⟨

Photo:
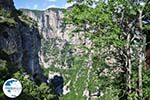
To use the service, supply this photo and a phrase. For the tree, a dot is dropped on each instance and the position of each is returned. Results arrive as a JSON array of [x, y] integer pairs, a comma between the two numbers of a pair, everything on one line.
[[118, 24]]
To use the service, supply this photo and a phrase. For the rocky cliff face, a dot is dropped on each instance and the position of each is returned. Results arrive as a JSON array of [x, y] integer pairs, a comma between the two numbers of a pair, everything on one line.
[[50, 22], [19, 39], [55, 36]]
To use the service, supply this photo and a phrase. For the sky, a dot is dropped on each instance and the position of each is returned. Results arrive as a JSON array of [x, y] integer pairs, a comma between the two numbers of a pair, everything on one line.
[[41, 4]]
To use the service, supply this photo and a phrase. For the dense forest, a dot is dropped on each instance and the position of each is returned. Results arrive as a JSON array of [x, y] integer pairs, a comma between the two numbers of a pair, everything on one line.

⟩

▸ PROBLEM DESCRIPTION: Can you repeat the data from the line containing "For the sky, a" through the end of the data, inclusive, with "dense forest" swapped for "thick woodland" and nothing else altered, giving only those lines?

▸ CORRECT RESPONSE:
To use the service, supply this photo and a phrase. For the sky, a dot is dropped on each instance and the position of each is returned. Results arrive as a JSON array of [x, y] integer pairs, a comma between the two numbers of a pair, everything on one line.
[[41, 4]]
To use the service, supply this photo and a phrase. For the thick woodland, a dot is dropped on each instance and the position of each is returned. Results arrive as a JSON array of [x, y] integer pairs, a comma between the two numbers of a pair, everything on one line.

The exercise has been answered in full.